Start of Block

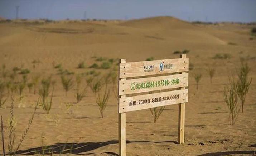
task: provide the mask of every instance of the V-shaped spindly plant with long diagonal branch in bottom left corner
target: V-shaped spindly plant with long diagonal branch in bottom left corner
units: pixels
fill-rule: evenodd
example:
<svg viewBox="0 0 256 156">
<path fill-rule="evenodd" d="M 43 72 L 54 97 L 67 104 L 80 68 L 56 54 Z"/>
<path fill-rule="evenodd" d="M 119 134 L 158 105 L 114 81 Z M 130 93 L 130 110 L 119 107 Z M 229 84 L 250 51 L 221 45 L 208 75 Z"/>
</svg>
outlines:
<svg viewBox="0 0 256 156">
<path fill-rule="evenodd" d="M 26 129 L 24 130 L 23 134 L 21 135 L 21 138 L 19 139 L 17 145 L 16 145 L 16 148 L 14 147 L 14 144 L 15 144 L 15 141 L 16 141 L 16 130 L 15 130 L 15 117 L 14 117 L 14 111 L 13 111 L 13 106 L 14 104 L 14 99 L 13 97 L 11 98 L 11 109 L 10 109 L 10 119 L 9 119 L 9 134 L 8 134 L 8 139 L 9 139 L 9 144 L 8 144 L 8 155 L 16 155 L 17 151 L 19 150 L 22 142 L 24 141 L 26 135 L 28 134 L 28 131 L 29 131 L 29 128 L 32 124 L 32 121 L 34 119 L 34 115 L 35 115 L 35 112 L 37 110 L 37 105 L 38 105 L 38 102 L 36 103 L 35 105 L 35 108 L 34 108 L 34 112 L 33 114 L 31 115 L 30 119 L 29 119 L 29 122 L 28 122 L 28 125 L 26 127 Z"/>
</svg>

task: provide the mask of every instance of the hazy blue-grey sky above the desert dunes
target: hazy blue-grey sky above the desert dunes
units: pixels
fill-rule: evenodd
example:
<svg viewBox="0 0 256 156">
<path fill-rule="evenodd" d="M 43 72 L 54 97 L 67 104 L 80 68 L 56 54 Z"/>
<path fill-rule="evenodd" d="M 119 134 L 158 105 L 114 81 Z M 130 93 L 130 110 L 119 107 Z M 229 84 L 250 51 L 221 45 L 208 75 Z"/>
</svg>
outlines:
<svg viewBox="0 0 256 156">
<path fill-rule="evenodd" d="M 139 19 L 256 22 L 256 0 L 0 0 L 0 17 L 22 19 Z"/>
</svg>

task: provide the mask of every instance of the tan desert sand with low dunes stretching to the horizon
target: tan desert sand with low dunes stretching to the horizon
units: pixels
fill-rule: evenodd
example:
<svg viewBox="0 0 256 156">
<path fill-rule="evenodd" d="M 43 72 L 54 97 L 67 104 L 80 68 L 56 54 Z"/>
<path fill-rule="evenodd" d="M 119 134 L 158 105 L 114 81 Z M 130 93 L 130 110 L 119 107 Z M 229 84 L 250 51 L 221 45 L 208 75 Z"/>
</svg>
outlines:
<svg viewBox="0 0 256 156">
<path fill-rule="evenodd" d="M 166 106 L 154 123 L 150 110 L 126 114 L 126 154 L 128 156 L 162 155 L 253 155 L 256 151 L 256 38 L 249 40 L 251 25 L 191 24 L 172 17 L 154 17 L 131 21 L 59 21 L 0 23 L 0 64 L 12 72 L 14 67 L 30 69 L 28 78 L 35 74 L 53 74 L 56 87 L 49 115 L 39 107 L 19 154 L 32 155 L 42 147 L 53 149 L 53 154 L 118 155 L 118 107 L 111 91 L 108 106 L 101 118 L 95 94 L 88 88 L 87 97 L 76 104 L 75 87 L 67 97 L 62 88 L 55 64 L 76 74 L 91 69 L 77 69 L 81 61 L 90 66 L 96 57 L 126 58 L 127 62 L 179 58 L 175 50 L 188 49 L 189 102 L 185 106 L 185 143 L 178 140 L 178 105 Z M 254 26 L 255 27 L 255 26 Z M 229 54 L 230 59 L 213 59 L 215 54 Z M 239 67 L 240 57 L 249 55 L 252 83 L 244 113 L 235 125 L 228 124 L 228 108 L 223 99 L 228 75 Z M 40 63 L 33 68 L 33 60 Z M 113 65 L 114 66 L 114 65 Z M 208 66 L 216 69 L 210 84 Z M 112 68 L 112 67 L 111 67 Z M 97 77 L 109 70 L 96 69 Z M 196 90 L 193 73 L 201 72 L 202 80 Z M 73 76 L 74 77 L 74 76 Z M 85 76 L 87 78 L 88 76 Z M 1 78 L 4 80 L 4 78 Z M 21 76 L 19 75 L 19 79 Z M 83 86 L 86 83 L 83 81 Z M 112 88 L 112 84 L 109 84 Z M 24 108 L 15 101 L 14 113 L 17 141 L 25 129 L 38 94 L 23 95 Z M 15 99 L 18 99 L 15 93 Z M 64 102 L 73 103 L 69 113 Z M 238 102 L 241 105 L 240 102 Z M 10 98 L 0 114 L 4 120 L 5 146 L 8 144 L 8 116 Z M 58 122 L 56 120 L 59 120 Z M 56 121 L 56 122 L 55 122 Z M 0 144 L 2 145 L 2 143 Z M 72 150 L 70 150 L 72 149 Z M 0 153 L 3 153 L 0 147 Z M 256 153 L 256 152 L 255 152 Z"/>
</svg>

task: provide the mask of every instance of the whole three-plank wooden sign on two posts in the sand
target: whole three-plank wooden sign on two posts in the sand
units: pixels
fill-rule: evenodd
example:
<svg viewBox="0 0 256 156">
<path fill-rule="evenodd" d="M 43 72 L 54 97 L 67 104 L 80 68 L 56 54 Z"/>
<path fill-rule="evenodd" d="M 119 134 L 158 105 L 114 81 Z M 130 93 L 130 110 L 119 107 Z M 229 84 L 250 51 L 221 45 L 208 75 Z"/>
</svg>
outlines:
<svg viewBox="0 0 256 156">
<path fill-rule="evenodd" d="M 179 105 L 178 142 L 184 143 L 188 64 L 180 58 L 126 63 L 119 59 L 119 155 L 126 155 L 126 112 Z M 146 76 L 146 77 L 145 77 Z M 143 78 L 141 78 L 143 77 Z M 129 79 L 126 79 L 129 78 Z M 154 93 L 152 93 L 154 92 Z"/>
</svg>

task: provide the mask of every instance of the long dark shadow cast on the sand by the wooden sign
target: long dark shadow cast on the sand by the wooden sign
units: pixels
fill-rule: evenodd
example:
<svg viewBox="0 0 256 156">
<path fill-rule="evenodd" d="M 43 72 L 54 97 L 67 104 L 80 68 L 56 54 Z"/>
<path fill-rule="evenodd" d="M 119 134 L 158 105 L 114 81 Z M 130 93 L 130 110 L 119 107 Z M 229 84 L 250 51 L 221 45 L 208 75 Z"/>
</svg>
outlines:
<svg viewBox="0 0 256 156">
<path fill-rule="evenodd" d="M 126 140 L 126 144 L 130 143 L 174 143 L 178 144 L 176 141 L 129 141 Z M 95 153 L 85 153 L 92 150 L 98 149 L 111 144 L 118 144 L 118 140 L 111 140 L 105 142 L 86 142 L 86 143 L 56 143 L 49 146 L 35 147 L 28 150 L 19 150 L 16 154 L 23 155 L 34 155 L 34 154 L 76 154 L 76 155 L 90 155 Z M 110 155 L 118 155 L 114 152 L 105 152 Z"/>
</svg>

End of Block

◆ Exercise directions ◆
With the pictures left out, return all the material above exactly.

◆ Output ◆
task: provide the mask of every instance of the V-shaped spindly plant with long diagonal branch in bottom left corner
target: V-shaped spindly plant with long diagonal branch in bottom left corner
units: pixels
fill-rule: evenodd
example:
<svg viewBox="0 0 256 156">
<path fill-rule="evenodd" d="M 43 72 L 54 97 L 67 104 L 80 68 L 56 54 Z"/>
<path fill-rule="evenodd" d="M 119 134 L 158 105 L 114 81 Z M 130 93 L 130 110 L 119 107 Z M 229 84 L 250 51 L 221 45 L 208 75 Z"/>
</svg>
outlines:
<svg viewBox="0 0 256 156">
<path fill-rule="evenodd" d="M 26 129 L 24 130 L 23 134 L 21 135 L 21 138 L 19 139 L 17 145 L 16 145 L 16 148 L 14 147 L 14 144 L 15 144 L 15 141 L 16 141 L 16 130 L 15 130 L 15 117 L 14 117 L 14 111 L 13 111 L 13 106 L 14 104 L 14 99 L 13 97 L 11 98 L 11 109 L 10 109 L 10 119 L 9 119 L 9 134 L 8 134 L 8 139 L 9 139 L 9 144 L 8 144 L 8 155 L 16 155 L 17 151 L 19 150 L 22 142 L 24 141 L 26 135 L 28 134 L 28 131 L 29 131 L 29 128 L 32 124 L 32 121 L 34 119 L 34 115 L 35 115 L 35 112 L 37 110 L 37 105 L 38 105 L 38 102 L 36 103 L 35 105 L 35 108 L 34 108 L 34 112 L 33 114 L 31 115 L 30 119 L 29 119 L 29 122 L 28 122 L 28 125 L 26 127 Z"/>
</svg>

task: provide the mask of every instance of the hazy blue-grey sky above the desert dunes
target: hazy blue-grey sky above the desert dunes
units: pixels
fill-rule: evenodd
example:
<svg viewBox="0 0 256 156">
<path fill-rule="evenodd" d="M 43 72 L 54 97 L 67 104 L 80 68 L 56 54 Z"/>
<path fill-rule="evenodd" d="M 119 134 L 158 105 L 114 81 Z M 130 93 L 130 110 L 119 107 Z M 229 84 L 250 51 L 221 45 L 208 75 Z"/>
</svg>
outlines:
<svg viewBox="0 0 256 156">
<path fill-rule="evenodd" d="M 139 19 L 256 22 L 256 0 L 0 0 L 0 17 L 22 19 Z"/>
</svg>

task: provide the mask of every instance of the tan desert sand with low dunes stretching to the horizon
target: tan desert sand with low dunes stretching to the horizon
units: pixels
fill-rule: evenodd
example:
<svg viewBox="0 0 256 156">
<path fill-rule="evenodd" d="M 43 72 L 54 97 L 67 104 L 80 68 L 56 54 Z"/>
<path fill-rule="evenodd" d="M 119 134 L 158 105 L 114 81 Z M 130 93 L 130 110 L 119 107 Z M 229 84 L 250 51 L 221 45 L 208 75 Z"/>
</svg>
outlines:
<svg viewBox="0 0 256 156">
<path fill-rule="evenodd" d="M 166 106 L 154 123 L 150 110 L 126 114 L 126 154 L 128 156 L 162 155 L 253 155 L 256 151 L 256 38 L 249 40 L 251 25 L 191 24 L 172 17 L 154 17 L 131 21 L 59 21 L 0 23 L 0 64 L 12 72 L 14 67 L 30 69 L 28 78 L 35 74 L 53 74 L 56 87 L 49 115 L 39 107 L 19 154 L 32 155 L 42 147 L 53 149 L 53 154 L 118 155 L 118 107 L 111 91 L 108 106 L 101 118 L 95 94 L 88 88 L 87 97 L 76 104 L 75 87 L 67 97 L 62 88 L 55 64 L 76 74 L 91 69 L 77 69 L 81 61 L 90 66 L 96 57 L 126 58 L 127 62 L 179 58 L 175 50 L 188 49 L 189 102 L 185 106 L 185 143 L 178 140 L 178 105 Z M 254 26 L 255 27 L 255 26 Z M 229 54 L 230 59 L 213 59 L 215 54 Z M 239 67 L 240 57 L 249 55 L 252 83 L 244 113 L 235 125 L 228 124 L 228 108 L 223 99 L 228 75 Z M 40 63 L 33 68 L 33 60 Z M 113 65 L 114 66 L 114 65 Z M 208 66 L 216 69 L 210 84 Z M 112 68 L 112 67 L 111 67 Z M 97 77 L 109 70 L 96 69 Z M 196 90 L 193 73 L 201 72 L 202 80 Z M 73 76 L 74 77 L 74 76 Z M 85 76 L 87 78 L 88 76 Z M 1 78 L 4 80 L 4 78 Z M 21 76 L 19 75 L 19 79 Z M 83 86 L 86 83 L 83 81 Z M 112 88 L 112 84 L 109 84 Z M 24 108 L 15 101 L 14 113 L 17 141 L 25 129 L 38 94 L 23 95 Z M 15 99 L 18 99 L 15 93 Z M 64 102 L 73 103 L 69 113 Z M 238 102 L 241 105 L 240 102 Z M 10 98 L 0 114 L 4 120 L 5 146 L 8 144 L 8 116 Z M 58 122 L 56 120 L 59 120 Z M 56 121 L 56 122 L 55 122 Z M 0 144 L 2 145 L 2 143 Z M 72 150 L 70 150 L 72 149 Z M 0 153 L 3 153 L 0 147 Z M 256 153 L 256 152 L 255 152 Z"/>
</svg>

task: provide the mask of every instance of the whole three-plank wooden sign on two posts in the sand
target: whole three-plank wooden sign on two posts in the sand
units: pixels
fill-rule: evenodd
example:
<svg viewBox="0 0 256 156">
<path fill-rule="evenodd" d="M 43 72 L 54 97 L 67 104 L 80 68 L 56 54 Z"/>
<path fill-rule="evenodd" d="M 119 134 L 158 105 L 114 81 Z M 130 93 L 130 110 L 119 107 Z M 229 84 L 250 51 L 221 45 L 208 75 Z"/>
</svg>
outlines:
<svg viewBox="0 0 256 156">
<path fill-rule="evenodd" d="M 179 105 L 178 142 L 184 143 L 188 64 L 180 58 L 126 63 L 119 59 L 119 155 L 126 155 L 126 112 Z M 146 76 L 146 77 L 145 77 Z M 143 78 L 141 78 L 143 77 Z M 129 79 L 126 79 L 129 78 Z M 154 93 L 152 93 L 154 92 Z"/>
</svg>

task: provide the mask of every instance of the long dark shadow cast on the sand by the wooden sign
target: long dark shadow cast on the sand by the wooden sign
units: pixels
fill-rule: evenodd
example:
<svg viewBox="0 0 256 156">
<path fill-rule="evenodd" d="M 43 72 L 54 97 L 67 104 L 80 68 L 56 54 Z"/>
<path fill-rule="evenodd" d="M 119 134 L 158 105 L 114 81 Z M 130 93 L 130 110 L 119 107 Z M 229 84 L 250 51 L 221 45 L 208 75 Z"/>
</svg>
outlines:
<svg viewBox="0 0 256 156">
<path fill-rule="evenodd" d="M 126 140 L 126 144 L 130 143 L 174 143 L 178 144 L 176 141 L 129 141 Z M 95 153 L 85 153 L 92 150 L 98 149 L 111 144 L 118 144 L 118 140 L 111 140 L 105 142 L 86 142 L 86 143 L 56 143 L 49 146 L 35 147 L 28 150 L 19 150 L 16 154 L 23 155 L 34 155 L 34 154 L 76 154 L 76 155 L 90 155 Z M 110 155 L 118 155 L 114 152 L 105 152 Z"/>
</svg>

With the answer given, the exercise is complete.